Short problem:
Which lines in the items below contain the word "green"? Pull out each of them.
--- Start of Dataset records ---
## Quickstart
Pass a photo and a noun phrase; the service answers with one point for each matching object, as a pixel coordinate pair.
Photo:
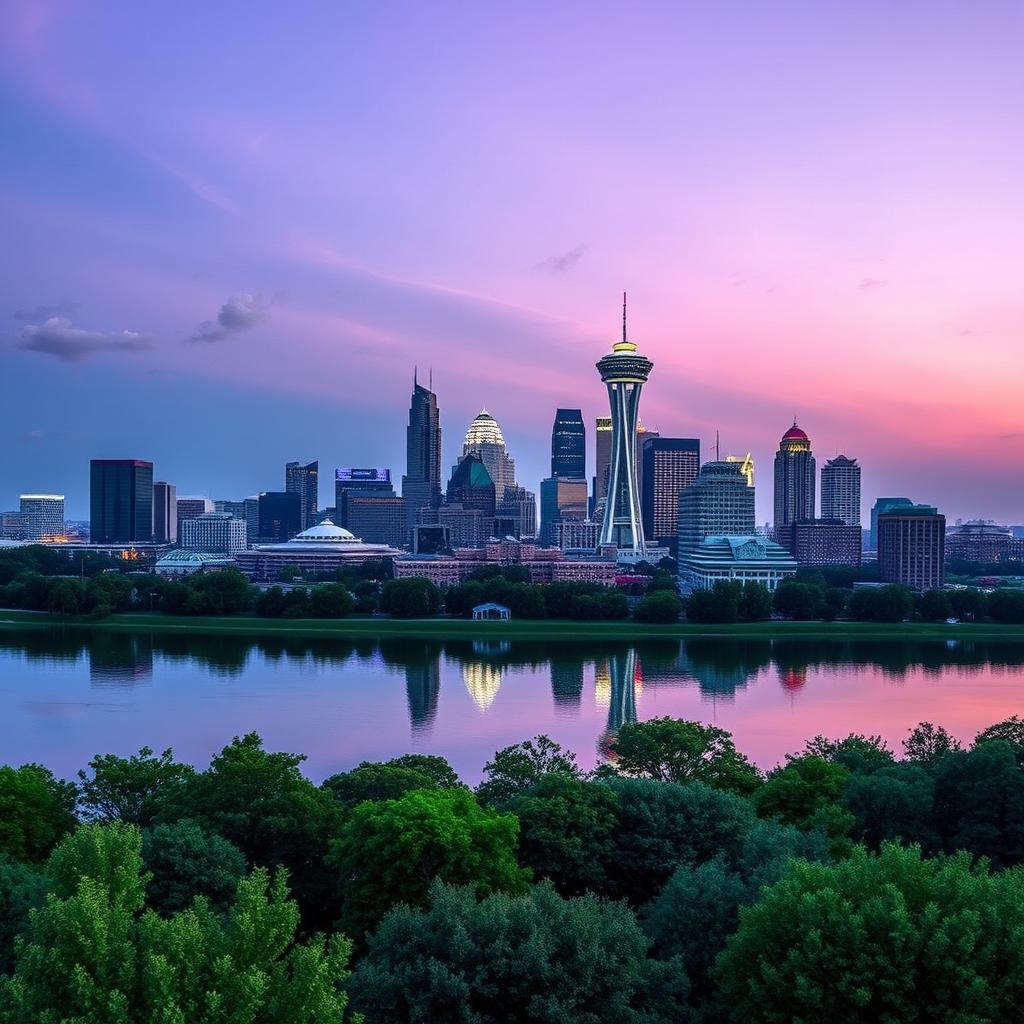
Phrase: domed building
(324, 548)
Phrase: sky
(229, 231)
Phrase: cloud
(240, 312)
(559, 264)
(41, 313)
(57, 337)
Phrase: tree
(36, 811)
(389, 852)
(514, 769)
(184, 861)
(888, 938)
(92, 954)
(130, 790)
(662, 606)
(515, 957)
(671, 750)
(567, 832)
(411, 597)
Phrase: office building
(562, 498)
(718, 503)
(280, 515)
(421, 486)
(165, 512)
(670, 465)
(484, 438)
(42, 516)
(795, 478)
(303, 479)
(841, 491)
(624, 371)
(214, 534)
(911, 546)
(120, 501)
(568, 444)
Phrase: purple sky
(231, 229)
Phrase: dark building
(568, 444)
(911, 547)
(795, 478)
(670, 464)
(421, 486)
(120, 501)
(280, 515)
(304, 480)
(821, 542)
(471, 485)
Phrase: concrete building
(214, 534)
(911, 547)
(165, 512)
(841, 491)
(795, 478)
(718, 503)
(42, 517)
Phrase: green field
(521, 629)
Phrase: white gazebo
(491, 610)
--- End of Dataset records ---
--- Start of Dataset records ---
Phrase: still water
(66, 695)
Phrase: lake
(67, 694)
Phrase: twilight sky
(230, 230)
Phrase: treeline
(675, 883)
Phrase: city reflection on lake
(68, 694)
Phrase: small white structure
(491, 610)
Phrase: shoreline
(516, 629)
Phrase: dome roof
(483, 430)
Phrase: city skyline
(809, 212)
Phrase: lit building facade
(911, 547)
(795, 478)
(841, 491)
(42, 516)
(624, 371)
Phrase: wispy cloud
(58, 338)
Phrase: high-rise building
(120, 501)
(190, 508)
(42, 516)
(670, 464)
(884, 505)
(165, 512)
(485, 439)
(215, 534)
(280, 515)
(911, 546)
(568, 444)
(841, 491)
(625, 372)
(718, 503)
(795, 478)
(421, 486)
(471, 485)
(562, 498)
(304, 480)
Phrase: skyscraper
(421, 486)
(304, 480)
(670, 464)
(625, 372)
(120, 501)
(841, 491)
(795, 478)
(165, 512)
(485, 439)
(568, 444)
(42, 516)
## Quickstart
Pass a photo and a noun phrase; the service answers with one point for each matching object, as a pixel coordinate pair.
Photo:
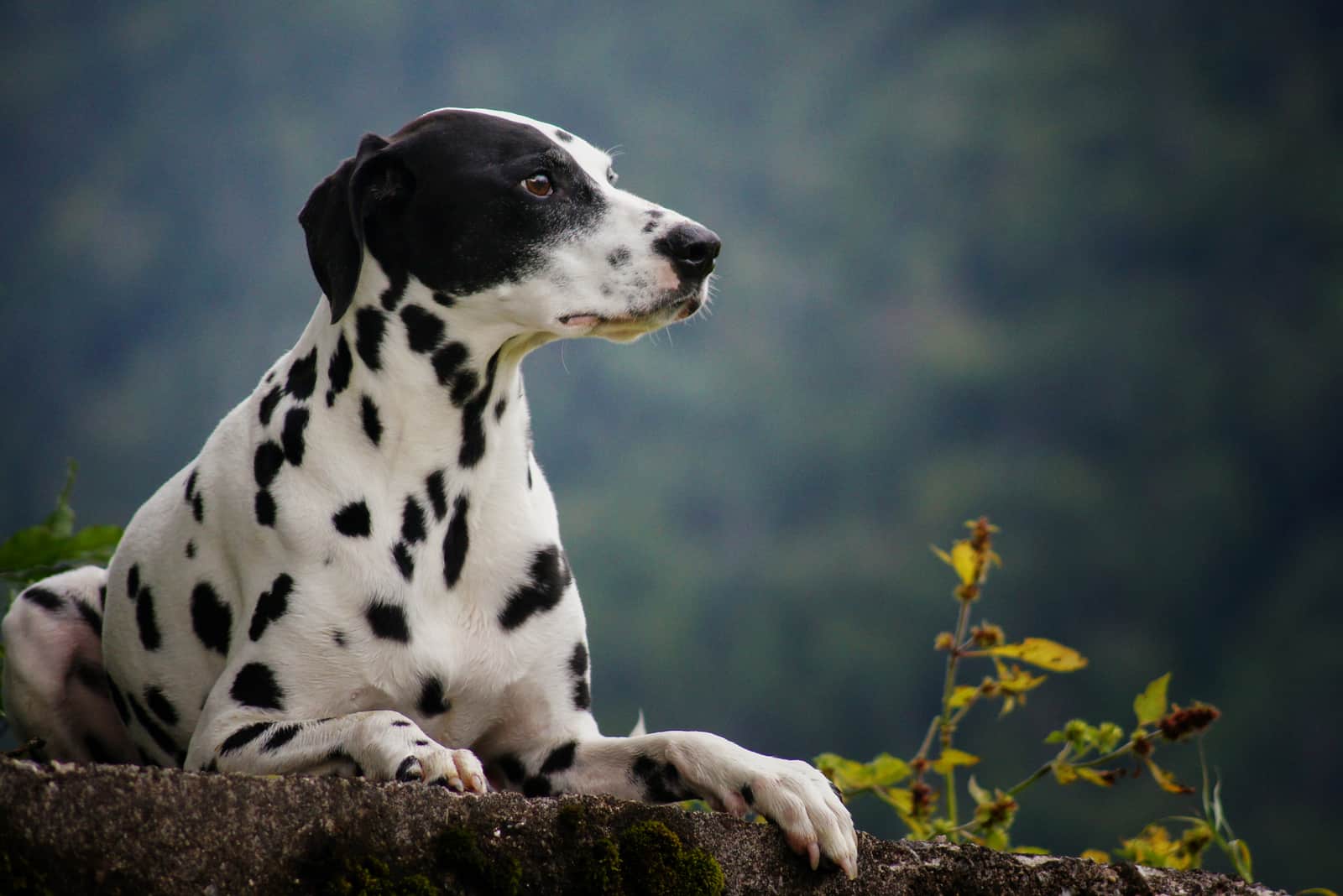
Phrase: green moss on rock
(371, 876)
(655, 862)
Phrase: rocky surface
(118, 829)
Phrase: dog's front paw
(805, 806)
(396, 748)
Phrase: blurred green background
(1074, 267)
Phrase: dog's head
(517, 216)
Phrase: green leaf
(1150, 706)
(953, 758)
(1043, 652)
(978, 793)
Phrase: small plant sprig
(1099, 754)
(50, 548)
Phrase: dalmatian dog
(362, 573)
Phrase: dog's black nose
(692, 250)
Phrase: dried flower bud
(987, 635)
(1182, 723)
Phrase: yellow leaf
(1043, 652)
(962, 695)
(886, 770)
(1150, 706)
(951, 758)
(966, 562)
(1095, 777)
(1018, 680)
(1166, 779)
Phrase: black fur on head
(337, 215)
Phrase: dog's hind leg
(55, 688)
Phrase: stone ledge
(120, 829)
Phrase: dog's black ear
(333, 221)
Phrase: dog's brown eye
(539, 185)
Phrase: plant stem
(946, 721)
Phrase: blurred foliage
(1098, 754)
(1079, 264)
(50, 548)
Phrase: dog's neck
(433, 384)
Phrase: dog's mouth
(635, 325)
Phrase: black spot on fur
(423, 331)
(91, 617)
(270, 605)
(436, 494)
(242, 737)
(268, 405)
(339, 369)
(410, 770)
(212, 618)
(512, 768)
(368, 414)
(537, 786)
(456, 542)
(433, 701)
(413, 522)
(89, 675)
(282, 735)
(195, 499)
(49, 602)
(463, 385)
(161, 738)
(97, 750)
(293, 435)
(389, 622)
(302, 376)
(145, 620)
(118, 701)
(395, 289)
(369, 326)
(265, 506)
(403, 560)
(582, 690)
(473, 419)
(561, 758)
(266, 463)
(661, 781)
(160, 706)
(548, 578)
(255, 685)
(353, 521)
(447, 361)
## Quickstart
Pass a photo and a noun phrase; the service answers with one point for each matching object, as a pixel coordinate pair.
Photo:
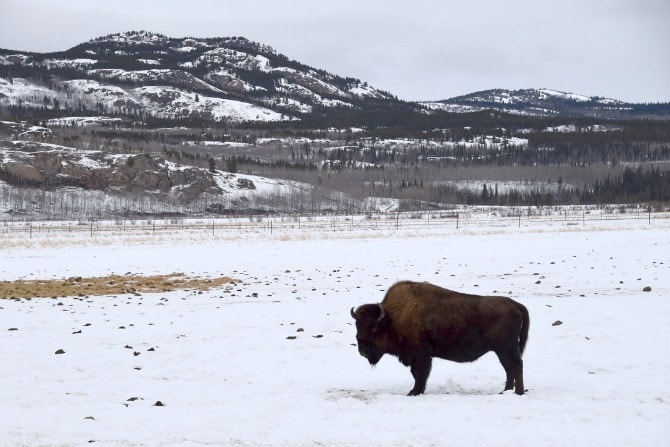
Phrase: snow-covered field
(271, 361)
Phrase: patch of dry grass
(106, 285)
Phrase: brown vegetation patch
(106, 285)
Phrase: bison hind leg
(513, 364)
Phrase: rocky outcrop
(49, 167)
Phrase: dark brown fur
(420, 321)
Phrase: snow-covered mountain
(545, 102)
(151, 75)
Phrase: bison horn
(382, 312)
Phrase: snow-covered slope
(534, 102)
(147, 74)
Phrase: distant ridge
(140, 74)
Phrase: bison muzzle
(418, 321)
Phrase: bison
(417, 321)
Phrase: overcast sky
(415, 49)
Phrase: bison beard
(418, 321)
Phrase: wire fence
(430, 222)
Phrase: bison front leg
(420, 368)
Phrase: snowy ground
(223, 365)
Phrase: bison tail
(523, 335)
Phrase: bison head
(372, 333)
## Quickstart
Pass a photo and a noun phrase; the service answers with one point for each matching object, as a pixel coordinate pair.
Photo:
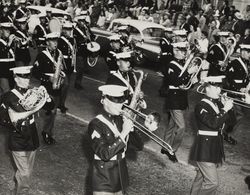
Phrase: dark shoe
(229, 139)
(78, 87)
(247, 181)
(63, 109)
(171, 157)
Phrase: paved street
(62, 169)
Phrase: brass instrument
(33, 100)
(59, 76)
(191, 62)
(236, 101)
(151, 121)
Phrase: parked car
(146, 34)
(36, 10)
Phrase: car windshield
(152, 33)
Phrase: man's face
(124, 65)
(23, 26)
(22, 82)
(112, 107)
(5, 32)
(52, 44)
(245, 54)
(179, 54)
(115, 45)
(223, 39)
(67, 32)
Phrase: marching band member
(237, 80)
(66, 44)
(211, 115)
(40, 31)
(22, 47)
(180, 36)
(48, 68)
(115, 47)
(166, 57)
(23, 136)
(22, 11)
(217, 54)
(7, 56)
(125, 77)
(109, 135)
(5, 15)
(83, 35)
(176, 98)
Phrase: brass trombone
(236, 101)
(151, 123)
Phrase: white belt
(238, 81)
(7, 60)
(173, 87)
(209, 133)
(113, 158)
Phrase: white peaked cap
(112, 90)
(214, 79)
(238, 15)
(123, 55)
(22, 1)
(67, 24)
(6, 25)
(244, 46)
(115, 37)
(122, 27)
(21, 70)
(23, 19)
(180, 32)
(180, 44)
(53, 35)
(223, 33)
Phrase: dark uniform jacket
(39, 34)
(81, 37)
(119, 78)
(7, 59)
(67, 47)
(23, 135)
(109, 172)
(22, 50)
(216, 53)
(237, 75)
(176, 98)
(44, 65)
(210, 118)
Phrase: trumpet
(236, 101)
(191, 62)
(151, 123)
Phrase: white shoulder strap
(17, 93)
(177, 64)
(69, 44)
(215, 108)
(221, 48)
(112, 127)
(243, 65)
--- End of Dataset records ---
Full solution:
Phrase: green field
Phrase: green moss on rock
Phrase: blurred green background
Phrase: green leaf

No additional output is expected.